Kannst du die Predigt über die Verfehlungen gegen den Namen Gottes nach ihrem letzten Satz aufgreifen und weiterschreiben?

→ Text zum Lesen
^^^^
Die Wahrheit verkündigen,
den Glauben verteidigen

Predigten des H.H. Prof. Dr. Georg May

Glaubenswahrheit.org  
24. August 1986

Die Verfehlungen gegen den Namen Gottes

Im Namen des Vaters und des Sohnes und des Heiligen Geistes. Amen.

Geliebte im Herrn!

„Du sollst den Namen Gottes nicht eitel nennen!“ So heißt das 2. Gebot Gottes. Am vergangenen Sonntag haben wir erkannt, was das positiv bedeutet und von uns verlangt, nämlich Ehrfurcht vor Gott und allem, was mit Gott in Beziehung steht, zu haben. Heute wollen wir sehen, was negativ in diesem Gebot enthalten ist, d.h. was es verbietet, was wir meiden und wovor wir uns hüten müssen, wenn wir dem Gebote Genugtuung leisten wollen: „Du sollst den Namen Gottes nicht eitel nennen!“

Das Gebot verbietet erstens, daß wir den Namen Gottes leichtfertig aussprechen. Der Name Gottes ist heilig. Er hat seine Stelle im Gebet, im Rufen zu Gott, im Gottesdienst. Aber er ist nicht ein Kraftausdruck. Er ist auch nicht ein Verlegenheitsausdruck. Er ist nicht ein Ausdruck des Jammers und der Klage oder auch des Entzückens. Wir dürfen also den Namen Gottes nicht bei allen möglichen Gelegenheiten gebrauchen, die dafür gar nicht geeignet sind. „Mein Gott, mein Gott!“ Wie leicht kommt das über unsere Lippen, auch wenn es gar nicht religiös gemeint ist.
^^^^
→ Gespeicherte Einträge
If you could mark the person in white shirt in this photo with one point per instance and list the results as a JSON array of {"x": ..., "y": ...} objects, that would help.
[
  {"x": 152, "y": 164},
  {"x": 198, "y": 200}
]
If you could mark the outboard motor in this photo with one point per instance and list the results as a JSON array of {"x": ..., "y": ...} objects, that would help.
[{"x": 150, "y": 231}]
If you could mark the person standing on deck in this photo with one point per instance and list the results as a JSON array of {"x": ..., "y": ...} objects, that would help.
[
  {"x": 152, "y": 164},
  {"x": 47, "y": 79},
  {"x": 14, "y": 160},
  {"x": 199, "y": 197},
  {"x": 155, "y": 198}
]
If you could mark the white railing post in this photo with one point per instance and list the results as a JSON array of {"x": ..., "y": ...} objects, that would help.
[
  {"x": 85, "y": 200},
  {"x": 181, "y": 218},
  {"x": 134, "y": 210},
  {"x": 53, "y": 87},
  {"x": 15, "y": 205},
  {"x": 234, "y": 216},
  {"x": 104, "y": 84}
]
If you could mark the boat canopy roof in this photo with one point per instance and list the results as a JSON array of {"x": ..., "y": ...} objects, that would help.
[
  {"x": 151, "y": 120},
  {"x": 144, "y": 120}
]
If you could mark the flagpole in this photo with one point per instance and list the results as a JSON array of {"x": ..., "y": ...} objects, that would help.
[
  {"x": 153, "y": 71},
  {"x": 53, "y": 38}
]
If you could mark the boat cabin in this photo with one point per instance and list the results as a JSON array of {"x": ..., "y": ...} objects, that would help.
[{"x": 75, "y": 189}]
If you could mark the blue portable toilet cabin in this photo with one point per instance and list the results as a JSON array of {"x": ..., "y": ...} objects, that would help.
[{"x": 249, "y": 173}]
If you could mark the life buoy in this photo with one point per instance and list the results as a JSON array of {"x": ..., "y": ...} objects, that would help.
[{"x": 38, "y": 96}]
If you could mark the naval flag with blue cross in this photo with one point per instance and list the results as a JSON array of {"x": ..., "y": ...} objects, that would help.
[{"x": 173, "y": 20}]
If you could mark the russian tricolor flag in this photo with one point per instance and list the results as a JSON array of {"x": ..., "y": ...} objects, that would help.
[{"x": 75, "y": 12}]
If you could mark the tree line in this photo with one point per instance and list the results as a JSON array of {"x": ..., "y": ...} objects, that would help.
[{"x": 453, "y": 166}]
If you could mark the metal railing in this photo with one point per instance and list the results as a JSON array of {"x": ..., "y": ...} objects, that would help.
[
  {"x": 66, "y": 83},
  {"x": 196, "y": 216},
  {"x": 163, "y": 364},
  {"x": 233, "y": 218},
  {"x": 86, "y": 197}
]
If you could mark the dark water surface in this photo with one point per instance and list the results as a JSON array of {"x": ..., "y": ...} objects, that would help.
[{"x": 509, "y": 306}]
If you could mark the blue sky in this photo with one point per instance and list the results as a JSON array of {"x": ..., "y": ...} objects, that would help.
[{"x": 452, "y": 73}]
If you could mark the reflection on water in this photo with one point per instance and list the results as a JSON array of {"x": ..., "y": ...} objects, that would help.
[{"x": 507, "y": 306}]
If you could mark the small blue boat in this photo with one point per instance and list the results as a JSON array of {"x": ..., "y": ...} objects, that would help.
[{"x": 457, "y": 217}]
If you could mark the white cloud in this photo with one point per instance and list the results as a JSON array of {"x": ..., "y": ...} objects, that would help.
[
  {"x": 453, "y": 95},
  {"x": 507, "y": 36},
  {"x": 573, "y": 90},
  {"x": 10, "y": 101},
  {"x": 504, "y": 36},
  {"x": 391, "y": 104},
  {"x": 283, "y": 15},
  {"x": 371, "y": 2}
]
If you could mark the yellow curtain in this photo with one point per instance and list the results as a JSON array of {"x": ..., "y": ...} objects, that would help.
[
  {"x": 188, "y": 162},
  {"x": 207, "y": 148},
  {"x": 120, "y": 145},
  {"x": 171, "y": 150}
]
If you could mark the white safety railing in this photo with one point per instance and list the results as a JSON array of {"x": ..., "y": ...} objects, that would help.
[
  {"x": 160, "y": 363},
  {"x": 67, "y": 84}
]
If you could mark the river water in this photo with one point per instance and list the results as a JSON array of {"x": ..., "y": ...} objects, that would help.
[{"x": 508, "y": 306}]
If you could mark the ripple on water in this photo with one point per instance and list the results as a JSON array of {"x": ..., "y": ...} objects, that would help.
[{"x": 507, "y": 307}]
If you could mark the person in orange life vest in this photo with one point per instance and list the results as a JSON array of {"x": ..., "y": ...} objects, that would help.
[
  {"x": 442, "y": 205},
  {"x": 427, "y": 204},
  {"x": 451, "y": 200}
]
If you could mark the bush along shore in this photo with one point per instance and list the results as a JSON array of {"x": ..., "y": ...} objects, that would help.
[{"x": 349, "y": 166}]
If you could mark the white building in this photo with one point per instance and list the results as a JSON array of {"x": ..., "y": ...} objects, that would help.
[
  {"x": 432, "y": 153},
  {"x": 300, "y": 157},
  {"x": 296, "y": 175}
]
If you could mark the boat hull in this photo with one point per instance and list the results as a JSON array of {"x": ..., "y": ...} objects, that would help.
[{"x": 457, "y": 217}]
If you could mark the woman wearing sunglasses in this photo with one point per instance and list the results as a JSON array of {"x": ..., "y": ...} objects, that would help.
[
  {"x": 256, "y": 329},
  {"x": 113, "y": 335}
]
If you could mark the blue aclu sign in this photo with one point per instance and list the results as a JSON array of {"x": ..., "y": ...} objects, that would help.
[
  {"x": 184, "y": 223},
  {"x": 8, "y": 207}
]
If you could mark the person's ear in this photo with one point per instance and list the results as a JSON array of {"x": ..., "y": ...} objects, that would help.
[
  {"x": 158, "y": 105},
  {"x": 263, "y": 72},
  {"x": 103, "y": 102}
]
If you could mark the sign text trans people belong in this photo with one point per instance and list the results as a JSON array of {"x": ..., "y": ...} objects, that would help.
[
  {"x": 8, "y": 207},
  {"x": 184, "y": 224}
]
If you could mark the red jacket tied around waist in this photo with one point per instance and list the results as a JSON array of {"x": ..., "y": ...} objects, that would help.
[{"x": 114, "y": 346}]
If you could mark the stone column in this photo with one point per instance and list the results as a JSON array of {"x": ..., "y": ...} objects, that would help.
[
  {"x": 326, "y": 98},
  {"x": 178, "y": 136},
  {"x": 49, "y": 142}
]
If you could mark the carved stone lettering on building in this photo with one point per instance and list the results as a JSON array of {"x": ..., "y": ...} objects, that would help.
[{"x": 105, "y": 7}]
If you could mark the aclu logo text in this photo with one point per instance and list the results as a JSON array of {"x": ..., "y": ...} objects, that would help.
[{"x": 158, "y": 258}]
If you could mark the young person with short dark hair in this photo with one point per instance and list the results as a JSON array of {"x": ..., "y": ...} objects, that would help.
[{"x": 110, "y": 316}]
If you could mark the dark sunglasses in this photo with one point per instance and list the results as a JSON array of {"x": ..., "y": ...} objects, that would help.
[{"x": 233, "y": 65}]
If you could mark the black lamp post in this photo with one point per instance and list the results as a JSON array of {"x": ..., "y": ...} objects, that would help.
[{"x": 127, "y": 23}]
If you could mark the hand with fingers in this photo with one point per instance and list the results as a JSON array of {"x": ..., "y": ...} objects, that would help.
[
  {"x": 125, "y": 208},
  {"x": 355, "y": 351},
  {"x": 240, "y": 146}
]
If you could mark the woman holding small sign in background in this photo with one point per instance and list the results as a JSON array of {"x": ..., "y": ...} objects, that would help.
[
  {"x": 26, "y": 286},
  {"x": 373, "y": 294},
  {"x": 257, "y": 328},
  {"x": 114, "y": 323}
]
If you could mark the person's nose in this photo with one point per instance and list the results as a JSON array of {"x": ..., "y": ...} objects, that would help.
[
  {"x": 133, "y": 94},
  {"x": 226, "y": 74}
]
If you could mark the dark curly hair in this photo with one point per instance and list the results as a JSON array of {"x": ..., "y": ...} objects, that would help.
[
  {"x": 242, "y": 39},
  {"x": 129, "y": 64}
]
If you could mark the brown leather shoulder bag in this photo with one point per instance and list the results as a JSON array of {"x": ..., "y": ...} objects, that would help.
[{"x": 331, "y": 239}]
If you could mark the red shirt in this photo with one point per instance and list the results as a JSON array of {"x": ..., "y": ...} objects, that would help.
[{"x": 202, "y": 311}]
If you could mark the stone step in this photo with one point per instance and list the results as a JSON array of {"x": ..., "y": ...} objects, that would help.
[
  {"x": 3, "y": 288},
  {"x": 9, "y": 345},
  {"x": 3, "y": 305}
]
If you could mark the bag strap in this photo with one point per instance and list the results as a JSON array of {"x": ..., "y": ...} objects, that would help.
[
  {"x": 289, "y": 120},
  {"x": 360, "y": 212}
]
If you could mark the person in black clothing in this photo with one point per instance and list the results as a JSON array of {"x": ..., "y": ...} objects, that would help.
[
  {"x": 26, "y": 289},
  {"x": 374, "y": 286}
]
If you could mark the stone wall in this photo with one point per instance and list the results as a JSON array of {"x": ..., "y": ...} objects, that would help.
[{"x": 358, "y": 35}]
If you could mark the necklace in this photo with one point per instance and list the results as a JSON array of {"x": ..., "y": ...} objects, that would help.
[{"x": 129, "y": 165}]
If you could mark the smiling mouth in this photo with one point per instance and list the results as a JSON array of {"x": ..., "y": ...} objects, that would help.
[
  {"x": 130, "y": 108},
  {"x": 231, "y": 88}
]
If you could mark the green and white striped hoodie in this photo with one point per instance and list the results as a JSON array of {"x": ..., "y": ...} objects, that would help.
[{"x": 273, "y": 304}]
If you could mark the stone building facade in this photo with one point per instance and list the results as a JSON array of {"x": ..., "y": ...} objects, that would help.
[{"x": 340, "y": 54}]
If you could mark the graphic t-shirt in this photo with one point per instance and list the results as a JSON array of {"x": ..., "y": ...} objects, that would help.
^^^^
→ Antwort
Die Menschen gebrauchen den Namen Gottes zu unbedacht. Dadurch wird der Name Gottes entweiht, entheiligt, seiner eigentlichen Bedeutung entfremdet. Wir sollten uns andere Ausdrücke, die ja vielleicht psychologisch notwendig sind, um eine gewisse Entlastung zu bewirken, angewöhnen, etwa statt „Mein Gott“ „Meine Güte“. Das ist eine gewisse Hilfe für solche Verlegenheitssituationen, in denen wir nach einem Wort suchen, das unsere innere Stimmung zum Ausdruck bringt. Aber wir sollten uns abgewöhnen, Gott, den Himmel, den Herrgott, das Sakrament oder irgend etwas, was mit Gott in Verbindung steht, leichtfertig auszusprechen. Und wir sollten es bei anderen höflich, schonend selbstverständlich, rügen, wenn sie den Namen Gottes leichtfertig im Munde führen. „Du sollst den Namen Gottes nicht vergeblich gebrauchen!“ So heißt es im Alten Bunde. Vergeblich heißt eben in einer Lage, wo er gar nicht angemessen gebraucht wird.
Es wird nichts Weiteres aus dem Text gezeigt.